Il trionfalista che è in me ha fatto un sogno. Emma Bonino aveva un cancro, il Papa la chiamava, ci scherzavano su dicendo che l’erba cattiva non muore mai, e lui le diceva che comunque avrebbe pregato per la sua guarigione. E poi il tumore andava via come per un miracolo. Emma si convertiva e lo diceva da Radio Radicale e cominciava l’anno santo mano nella mano con il Papa. 



Ora, il crociato trionfalista che è in me, quello che il Papa ha condannato il 29 maggio 2013 dicendo che “il trionfalismo ferma la chiesa”, s’è preso una bella botta in testa. Perché tutto quello che ho scritto sopra è vero, miracolo compreso. Ma Emma non s’è convertita — o per lo meno non è dato sapere — e noi siamo qui a dire perché a lei sì e a noi credenti normali qualsiasi che arranchiamo per le corsie d’ospedale, invece no. Invece a noi le prognosi riservate vanno sempre a finire con esito infausto e, a volte, pure un po’ prima del previsto. La telefonata del Papa a Emma era del 2 maggio perché lei aveva detto, il 12 gennaio, di avere un cancro al cervello. E ora “sparita ogni traccia di cancro”: il tumore è in remissione. 



Così mi fermo, apro gli occhi, e rimetto a dormire il piccolo crociato trionfalista che c’è in me. E vedo che, come tutte le storie umane, anche questa è una storia divina. Non parlo del miracolo della guarigione, perché forse non è stato un miracolo. Non sono un medico, non so fare diagnosi, non so leggere referti e neanche il cuore dell’uomo perché non sono Dio, ma mi sento di dire che l’ultima riga, quella della conversione di Emma, è un sogno.

[MATERIALE FORNITO]
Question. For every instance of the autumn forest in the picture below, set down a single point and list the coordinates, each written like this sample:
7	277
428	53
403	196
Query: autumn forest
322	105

[CONSEGNA]
Riporta fedelmente il passo del brano su Emma Bonino che si apre con le parole "Ora, il crociato" e si chiude con "è in remissione.". I record qui sopra non servono per svolgere l'esercizio.

[RISPOSTA]
Ora, il crociato trionfalista che è in me, quello che il Papa ha condannato il 29 maggio 2013 dicendo che “il trionfalismo ferma la chiesa”, s’è preso una bella botta in testa. Perché tutto quello che ho scritto sopra è vero, miracolo compreso. Ma Emma non s’è convertita — o per lo meno non è dato sapere — e noi siamo qui a dire perché a lei sì e a noi credenti normali qualsiasi che arranchiamo per le corsie d’ospedale, invece no. Invece a noi le prognosi riservate vanno sempre a finire con esito infausto e, a volte, pure un po’ prima del previsto. La telefonata del Papa a Emma era del 2 maggio perché lei aveva detto, il 12 gennaio, di avere un cancro al cervello. E ora “sparita ogni traccia di cancro”: il tumore è in remissione.